• Exercise aim
Please state the profit from transfer activity reported in the financial report below.

Such investment and player development initiatives have further enhanced profitability, with a profit from transfer activity of £5.2m, largely as a consequence of the sale of Ki Sung Yueng to Swansea, in comparison to £3.15m last year. Nevertheless, we have managed to strike a prudent balance between trading successful, valuable assets and retaining key talent to enhance our prospects of football success. Our financial strength meant that we were able to retain all our key players through the January transfer window and further enhanced our squad with the signing of Rami Gershon, Tomas Rogic and Viktor Noring.

The improvement in trading has impacted on our period end net bank debt, which stood at £0.13m, nearly £7m less than at the same point last year, well within the Company's facilities.  Our success on the park and the maintenance of our robust business model has provided stability in a challenging environment. The second half of the 2012/13 financial year is expected to follow a similar trading pattern to recent years, but buoyed by on-field success including participation in the UEFA Champions League.

• Excerpted data
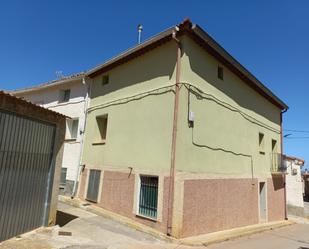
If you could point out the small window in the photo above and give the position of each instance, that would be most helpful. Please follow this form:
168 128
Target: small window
220 73
39 102
72 129
63 177
93 185
148 198
261 143
274 146
65 95
105 80
102 127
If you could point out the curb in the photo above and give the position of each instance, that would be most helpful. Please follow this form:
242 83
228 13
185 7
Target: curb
200 240
76 202
217 237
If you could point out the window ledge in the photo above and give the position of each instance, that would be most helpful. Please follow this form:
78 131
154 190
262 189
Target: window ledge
99 142
70 140
146 217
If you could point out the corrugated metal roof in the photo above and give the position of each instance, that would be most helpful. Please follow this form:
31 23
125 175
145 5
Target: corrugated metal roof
27 103
64 80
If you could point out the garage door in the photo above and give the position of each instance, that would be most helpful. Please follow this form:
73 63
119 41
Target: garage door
26 169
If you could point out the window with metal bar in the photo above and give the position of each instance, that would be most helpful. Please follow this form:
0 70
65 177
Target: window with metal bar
148 199
63 177
93 185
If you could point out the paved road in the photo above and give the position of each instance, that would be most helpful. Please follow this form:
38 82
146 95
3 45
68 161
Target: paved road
90 231
290 237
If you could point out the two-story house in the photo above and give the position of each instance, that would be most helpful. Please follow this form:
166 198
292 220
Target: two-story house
67 96
182 138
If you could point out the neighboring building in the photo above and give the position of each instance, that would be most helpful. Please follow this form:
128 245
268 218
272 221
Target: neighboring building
69 97
31 147
294 185
182 138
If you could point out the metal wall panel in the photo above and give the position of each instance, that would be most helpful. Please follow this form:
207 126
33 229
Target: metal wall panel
26 148
93 185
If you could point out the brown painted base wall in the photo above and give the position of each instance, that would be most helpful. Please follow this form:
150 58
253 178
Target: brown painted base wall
275 198
117 195
212 205
209 205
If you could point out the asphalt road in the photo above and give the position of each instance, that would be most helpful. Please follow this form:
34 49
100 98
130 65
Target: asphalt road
290 237
90 231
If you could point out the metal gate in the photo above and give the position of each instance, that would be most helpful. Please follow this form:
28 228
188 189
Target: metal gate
26 148
93 185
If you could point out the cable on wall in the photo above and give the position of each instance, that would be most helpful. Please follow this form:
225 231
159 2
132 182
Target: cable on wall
217 148
202 95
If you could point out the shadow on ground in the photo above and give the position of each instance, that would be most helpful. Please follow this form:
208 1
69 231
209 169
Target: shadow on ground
63 218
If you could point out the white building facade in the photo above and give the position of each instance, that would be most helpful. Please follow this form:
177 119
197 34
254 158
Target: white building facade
68 96
294 185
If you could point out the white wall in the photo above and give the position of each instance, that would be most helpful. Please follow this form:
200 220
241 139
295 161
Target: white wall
294 191
49 98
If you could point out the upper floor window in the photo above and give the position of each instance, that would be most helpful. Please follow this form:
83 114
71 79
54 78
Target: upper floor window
105 79
274 146
261 143
100 136
220 73
65 95
72 128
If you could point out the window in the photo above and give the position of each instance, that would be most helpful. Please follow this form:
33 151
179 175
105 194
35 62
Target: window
39 102
93 185
220 73
274 146
65 95
105 80
72 129
148 198
63 177
261 143
102 127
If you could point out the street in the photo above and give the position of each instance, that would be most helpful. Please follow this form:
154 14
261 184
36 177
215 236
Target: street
87 230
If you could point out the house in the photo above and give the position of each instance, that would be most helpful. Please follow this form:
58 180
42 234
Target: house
294 185
305 177
31 147
67 95
182 138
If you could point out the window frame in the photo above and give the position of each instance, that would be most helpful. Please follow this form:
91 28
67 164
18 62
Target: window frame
220 73
62 96
99 139
105 80
261 143
69 129
138 213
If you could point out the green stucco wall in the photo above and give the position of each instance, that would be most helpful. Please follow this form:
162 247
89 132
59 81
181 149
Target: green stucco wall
218 127
139 131
139 128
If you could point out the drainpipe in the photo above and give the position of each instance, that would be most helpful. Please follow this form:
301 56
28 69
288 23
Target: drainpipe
174 138
82 137
284 175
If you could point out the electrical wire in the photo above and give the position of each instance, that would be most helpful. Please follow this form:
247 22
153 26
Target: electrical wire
217 148
299 131
199 95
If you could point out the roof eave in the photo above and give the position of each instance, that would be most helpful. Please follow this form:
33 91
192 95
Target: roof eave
47 85
229 61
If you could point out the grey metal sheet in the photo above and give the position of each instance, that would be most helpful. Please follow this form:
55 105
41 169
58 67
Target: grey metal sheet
26 147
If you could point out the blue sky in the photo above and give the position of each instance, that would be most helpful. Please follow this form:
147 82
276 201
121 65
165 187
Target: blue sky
270 38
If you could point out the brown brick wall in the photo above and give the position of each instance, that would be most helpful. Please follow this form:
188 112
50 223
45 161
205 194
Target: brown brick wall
275 198
212 205
117 195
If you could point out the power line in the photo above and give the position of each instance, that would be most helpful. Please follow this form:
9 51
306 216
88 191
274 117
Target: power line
300 131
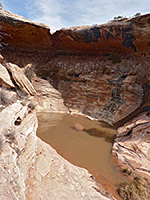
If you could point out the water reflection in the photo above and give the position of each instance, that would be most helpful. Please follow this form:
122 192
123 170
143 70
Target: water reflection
109 137
87 145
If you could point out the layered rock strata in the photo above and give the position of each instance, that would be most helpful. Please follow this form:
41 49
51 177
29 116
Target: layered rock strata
101 71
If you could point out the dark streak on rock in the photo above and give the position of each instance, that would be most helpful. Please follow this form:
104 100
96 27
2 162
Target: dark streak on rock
128 38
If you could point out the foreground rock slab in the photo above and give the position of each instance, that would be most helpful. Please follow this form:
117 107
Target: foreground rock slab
132 145
31 169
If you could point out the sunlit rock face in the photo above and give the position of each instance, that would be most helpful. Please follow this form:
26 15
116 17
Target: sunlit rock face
101 71
106 87
20 34
132 146
127 35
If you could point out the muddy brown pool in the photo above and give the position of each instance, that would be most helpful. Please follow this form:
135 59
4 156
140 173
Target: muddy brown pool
89 148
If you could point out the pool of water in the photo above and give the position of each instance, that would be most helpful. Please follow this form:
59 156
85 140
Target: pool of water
88 147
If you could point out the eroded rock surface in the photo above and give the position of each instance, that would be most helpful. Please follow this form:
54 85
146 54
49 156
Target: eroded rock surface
31 169
132 145
101 71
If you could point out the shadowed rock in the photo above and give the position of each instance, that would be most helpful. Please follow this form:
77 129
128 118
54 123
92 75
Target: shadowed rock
5 79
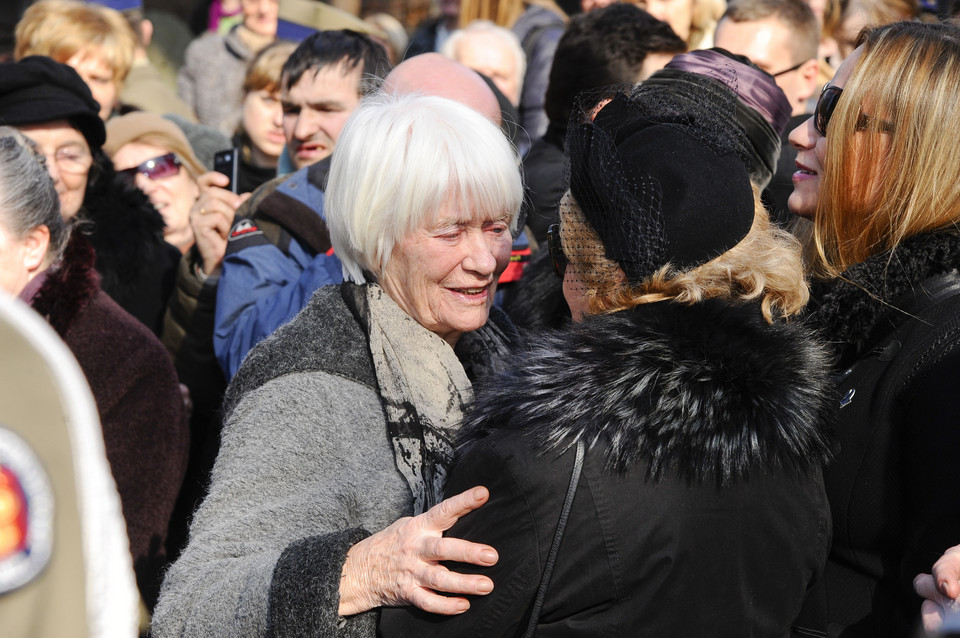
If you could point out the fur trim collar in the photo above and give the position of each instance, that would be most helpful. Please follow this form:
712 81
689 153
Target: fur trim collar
847 310
69 285
120 222
709 390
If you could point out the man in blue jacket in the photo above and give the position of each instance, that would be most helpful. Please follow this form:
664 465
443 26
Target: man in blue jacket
278 252
279 255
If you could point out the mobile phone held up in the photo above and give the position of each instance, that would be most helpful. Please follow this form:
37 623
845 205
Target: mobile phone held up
226 162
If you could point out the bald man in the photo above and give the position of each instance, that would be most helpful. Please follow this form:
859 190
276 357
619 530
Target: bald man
433 74
279 252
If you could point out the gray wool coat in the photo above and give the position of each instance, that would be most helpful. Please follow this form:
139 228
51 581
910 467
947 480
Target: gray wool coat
211 79
305 470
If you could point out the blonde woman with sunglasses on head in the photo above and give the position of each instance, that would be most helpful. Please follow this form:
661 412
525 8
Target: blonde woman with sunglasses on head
878 177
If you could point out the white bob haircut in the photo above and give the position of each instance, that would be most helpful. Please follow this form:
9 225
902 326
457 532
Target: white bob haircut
400 161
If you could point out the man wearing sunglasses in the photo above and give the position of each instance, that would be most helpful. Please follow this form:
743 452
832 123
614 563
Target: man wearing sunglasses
781 37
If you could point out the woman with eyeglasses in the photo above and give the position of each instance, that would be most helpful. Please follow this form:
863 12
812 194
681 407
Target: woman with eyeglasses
49 103
693 407
46 262
152 153
879 179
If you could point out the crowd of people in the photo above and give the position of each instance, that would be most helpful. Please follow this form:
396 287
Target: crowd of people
593 319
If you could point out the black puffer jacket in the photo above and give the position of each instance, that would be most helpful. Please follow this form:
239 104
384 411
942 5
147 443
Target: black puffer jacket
137 266
894 321
700 510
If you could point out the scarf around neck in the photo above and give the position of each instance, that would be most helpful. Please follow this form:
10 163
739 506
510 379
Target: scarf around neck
424 387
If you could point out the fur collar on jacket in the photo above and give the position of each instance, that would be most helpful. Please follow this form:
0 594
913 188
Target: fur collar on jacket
69 285
709 390
121 222
846 310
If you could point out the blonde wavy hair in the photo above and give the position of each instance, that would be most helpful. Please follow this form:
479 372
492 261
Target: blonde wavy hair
60 29
503 13
890 170
765 265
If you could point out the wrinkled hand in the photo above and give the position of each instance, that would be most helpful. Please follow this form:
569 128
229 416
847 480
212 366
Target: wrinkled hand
400 565
211 218
939 589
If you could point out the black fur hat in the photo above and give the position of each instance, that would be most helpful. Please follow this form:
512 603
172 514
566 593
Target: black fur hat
661 181
36 90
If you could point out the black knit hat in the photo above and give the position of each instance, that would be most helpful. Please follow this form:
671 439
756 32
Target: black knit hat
762 111
36 90
659 179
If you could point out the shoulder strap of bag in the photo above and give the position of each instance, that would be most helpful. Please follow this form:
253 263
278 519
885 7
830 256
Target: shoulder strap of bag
557 538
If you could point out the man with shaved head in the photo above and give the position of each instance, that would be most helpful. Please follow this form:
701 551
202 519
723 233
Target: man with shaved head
272 269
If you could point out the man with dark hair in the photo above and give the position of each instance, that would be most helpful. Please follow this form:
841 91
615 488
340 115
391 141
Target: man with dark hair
781 37
278 250
617 44
321 83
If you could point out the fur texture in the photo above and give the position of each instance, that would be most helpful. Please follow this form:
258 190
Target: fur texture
710 390
846 310
69 287
137 266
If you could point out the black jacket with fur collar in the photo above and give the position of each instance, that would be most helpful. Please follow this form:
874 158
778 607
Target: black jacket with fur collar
700 510
137 266
894 323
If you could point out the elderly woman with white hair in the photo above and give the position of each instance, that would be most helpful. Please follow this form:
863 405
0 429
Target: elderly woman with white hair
341 422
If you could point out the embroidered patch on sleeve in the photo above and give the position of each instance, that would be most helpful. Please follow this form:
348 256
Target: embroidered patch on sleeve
26 513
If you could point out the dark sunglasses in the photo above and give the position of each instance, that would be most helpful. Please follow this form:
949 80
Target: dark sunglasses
155 168
793 68
827 104
557 258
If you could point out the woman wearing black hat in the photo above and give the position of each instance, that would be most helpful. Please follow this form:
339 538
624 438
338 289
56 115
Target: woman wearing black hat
50 104
682 413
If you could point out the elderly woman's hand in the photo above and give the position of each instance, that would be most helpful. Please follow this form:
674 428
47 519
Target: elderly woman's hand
212 217
940 589
401 564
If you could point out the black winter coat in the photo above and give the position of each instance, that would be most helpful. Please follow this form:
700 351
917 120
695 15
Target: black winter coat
892 489
137 266
700 510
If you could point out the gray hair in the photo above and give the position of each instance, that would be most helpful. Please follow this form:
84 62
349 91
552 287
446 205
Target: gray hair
400 160
28 198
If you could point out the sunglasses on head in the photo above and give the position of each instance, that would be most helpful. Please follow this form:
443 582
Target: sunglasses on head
827 104
155 168
557 258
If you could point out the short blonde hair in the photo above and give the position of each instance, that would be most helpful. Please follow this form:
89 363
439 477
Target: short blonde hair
264 70
60 29
898 176
765 265
502 12
400 160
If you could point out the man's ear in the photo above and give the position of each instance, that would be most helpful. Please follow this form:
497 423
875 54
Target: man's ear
810 72
35 245
146 32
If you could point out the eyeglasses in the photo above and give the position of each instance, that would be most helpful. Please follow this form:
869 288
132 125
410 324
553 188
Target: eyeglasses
793 68
557 258
72 159
827 104
155 168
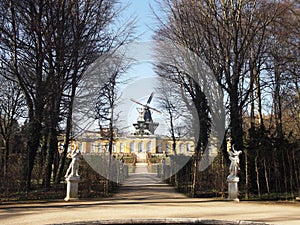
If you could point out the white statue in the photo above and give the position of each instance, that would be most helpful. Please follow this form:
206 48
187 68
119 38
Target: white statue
235 162
72 171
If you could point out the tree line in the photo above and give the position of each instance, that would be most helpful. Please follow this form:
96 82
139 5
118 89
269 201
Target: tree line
45 48
252 51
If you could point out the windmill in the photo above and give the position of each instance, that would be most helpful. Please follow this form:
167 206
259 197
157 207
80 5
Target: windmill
145 124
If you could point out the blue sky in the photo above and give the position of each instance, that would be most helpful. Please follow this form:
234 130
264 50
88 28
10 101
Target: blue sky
145 18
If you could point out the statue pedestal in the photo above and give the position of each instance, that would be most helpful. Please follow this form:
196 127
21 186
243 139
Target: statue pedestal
233 189
72 188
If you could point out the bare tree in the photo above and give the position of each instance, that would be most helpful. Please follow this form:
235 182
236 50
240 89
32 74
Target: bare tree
51 44
11 110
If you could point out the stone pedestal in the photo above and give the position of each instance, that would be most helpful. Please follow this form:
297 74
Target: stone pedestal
72 188
233 189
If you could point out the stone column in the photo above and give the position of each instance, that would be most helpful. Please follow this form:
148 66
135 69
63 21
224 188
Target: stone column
233 189
72 188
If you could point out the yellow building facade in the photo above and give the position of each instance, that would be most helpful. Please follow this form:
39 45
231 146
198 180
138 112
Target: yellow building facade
92 142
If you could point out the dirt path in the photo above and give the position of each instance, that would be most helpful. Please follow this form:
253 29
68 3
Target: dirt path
144 196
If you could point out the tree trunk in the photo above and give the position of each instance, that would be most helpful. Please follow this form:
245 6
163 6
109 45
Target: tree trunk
236 122
266 177
257 176
6 156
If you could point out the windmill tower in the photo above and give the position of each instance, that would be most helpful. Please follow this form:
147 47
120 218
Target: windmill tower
145 124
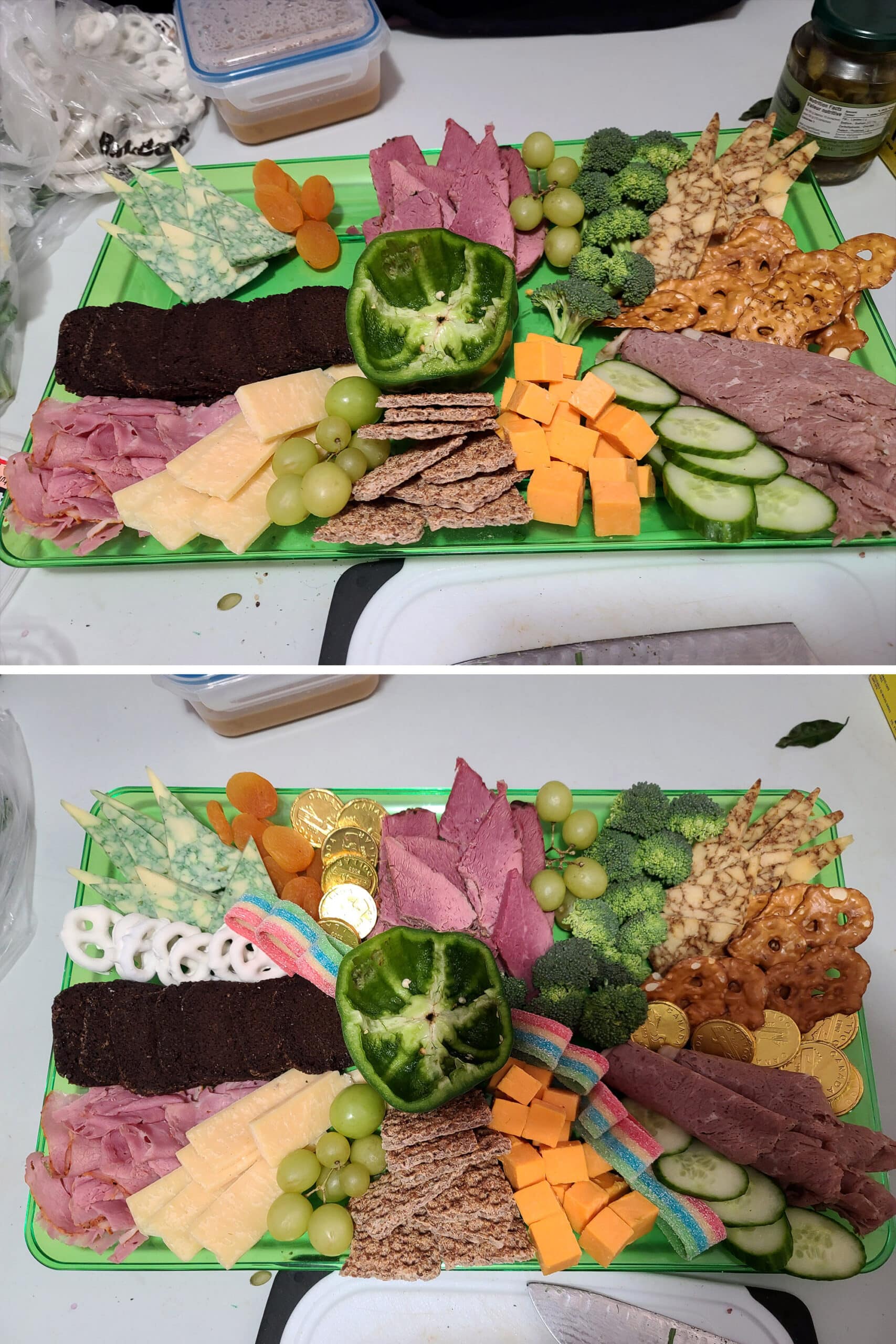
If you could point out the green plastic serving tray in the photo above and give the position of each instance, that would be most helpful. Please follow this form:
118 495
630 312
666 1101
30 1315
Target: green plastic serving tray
650 1253
119 276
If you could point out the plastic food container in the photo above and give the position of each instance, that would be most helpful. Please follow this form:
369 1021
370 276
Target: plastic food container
276 68
236 705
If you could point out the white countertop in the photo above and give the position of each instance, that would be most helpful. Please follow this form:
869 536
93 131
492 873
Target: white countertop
87 733
566 85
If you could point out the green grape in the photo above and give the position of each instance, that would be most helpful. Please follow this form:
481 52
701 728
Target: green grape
563 171
525 213
354 1179
368 1152
358 1110
332 1150
549 889
325 490
294 456
537 150
562 245
354 400
299 1171
352 463
581 830
331 1230
333 433
285 502
288 1218
374 449
554 802
586 878
563 207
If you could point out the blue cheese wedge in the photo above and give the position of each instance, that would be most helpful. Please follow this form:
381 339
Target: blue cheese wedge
195 854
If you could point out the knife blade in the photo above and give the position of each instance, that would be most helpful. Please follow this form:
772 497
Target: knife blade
579 1316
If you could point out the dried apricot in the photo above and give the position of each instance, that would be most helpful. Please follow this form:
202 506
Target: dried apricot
250 792
281 210
318 198
305 893
244 827
219 822
318 245
268 174
288 848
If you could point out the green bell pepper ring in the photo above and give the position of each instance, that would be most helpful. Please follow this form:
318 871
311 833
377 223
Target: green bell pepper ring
430 308
424 1015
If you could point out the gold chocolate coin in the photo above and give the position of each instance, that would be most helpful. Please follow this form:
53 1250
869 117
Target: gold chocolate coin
340 930
315 815
350 841
666 1025
726 1038
839 1030
366 814
777 1041
351 905
851 1096
350 867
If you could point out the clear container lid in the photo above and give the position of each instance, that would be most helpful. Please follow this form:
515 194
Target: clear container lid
237 39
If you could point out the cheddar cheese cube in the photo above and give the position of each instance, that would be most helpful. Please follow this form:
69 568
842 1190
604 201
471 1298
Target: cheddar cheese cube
536 1202
556 494
616 508
565 1166
582 1201
555 1244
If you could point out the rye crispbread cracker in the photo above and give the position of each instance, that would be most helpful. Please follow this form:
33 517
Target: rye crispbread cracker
468 496
477 457
422 429
508 510
382 523
400 467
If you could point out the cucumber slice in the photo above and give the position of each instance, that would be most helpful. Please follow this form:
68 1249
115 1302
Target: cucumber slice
789 507
636 387
763 1203
673 1138
699 1171
719 511
766 1249
758 467
696 429
823 1249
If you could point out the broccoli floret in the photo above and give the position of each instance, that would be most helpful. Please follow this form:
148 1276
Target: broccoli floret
594 920
641 933
616 227
609 150
515 991
561 1006
640 185
641 811
696 816
570 964
574 304
610 1015
594 190
635 897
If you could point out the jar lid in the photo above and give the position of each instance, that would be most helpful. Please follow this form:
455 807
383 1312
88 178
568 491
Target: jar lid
859 23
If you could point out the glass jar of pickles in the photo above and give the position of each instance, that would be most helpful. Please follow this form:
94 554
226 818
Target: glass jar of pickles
839 84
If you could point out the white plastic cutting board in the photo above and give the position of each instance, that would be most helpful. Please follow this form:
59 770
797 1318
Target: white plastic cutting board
486 1307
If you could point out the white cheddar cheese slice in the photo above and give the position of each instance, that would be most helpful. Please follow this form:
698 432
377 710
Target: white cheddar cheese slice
148 1201
238 1218
238 522
299 1121
162 507
280 406
224 461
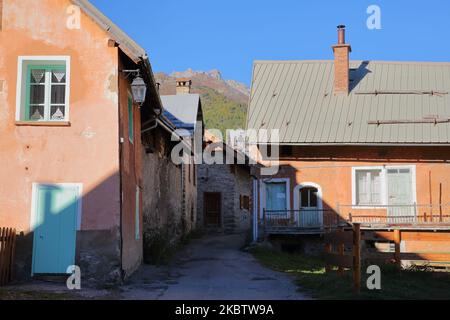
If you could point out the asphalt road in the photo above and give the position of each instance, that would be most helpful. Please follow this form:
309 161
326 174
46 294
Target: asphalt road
212 267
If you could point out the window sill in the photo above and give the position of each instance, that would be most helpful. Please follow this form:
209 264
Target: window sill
43 123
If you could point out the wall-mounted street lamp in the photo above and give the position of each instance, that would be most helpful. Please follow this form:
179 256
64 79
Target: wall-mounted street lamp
138 87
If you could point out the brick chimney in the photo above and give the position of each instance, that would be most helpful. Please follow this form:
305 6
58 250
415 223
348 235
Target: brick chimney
184 85
341 63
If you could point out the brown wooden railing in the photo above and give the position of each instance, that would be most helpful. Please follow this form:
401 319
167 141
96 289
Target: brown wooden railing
343 249
7 248
301 219
393 215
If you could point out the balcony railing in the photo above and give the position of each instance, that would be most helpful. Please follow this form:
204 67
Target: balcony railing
381 216
398 215
301 219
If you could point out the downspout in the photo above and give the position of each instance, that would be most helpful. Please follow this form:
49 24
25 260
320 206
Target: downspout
122 273
255 209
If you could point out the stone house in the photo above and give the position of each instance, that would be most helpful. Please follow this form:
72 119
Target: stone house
224 190
71 126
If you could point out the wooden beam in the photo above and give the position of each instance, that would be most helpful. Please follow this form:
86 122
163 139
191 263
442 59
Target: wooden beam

• Exercise result
The profit from transfer activity was £5.2m.